▶ Do this
Repeat the part of the interview starting at "Hannah Bowman: I’m" and ending at "experience of Christianity.", but swap "chaplaincy" for "campus ministry".

▶ Text excerpt
Thinking Abolition Theologically: An Interview with Hannah Bowman
Jubilee is both a liturgical act and also a concrete political reality.
We’d love to hear your background. How did you get involved in prison abolition work?
Hannah Bowman: I’m an adult convert to Christianity. I was baptized when I was in college and soon after I got involved with a Bible study through the college chaplaincy that took us out to a girl’s juvenile detention centre. It became an essential part of my practice and experience of Christianity.
We would go Thursday evenings, and there would be maybe three of us from the college and three girls from the detention centre who would come together for a little Bible study and church service. I think that’s one of those experiences that you can’t back away from. Once you see these are children who are incarcerated, who are some of the best theologians I’ve ever met. And we were just having these profound experiences of community in this tiny little meeting room in this facility in the middle of nowhere.
After the uprising in Ferguson in 2014, I started reading Mariame Kaba’s blog “Prison Culture” and was learning basically everything I could about the prison industrial complex. In early 2015, I was on an Amtrak train late at night reading Maya Schenwar’s book Locked Down, Locked Out, which combines her experiences of her sister being incarcerated with her work as a journalist reporting on issues related to mass incarceration. She makes a really strong case for using restorative and transformative justice alternatives and the idea that we don’t need prisons.

▶ Data shown

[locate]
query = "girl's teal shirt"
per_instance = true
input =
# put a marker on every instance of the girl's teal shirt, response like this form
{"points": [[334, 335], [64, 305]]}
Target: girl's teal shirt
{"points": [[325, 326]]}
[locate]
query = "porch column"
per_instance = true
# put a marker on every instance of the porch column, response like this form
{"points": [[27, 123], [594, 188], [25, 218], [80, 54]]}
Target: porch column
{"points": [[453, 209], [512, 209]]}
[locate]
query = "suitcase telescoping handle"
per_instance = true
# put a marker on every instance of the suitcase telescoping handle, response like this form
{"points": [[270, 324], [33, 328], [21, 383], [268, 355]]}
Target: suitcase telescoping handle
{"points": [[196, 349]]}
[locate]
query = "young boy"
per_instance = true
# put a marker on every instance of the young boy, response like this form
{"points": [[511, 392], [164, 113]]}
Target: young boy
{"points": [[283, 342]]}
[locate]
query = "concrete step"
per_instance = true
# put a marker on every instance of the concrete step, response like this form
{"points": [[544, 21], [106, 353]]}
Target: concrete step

▶ Full answer
Hannah Bowman: I’m an adult convert to Christianity. I was baptized when I was in college and soon after I got involved with a Bible study through the college campus ministry that took us out to a girl’s juvenile detention centre. It became an essential part of my practice and experience of Christianity.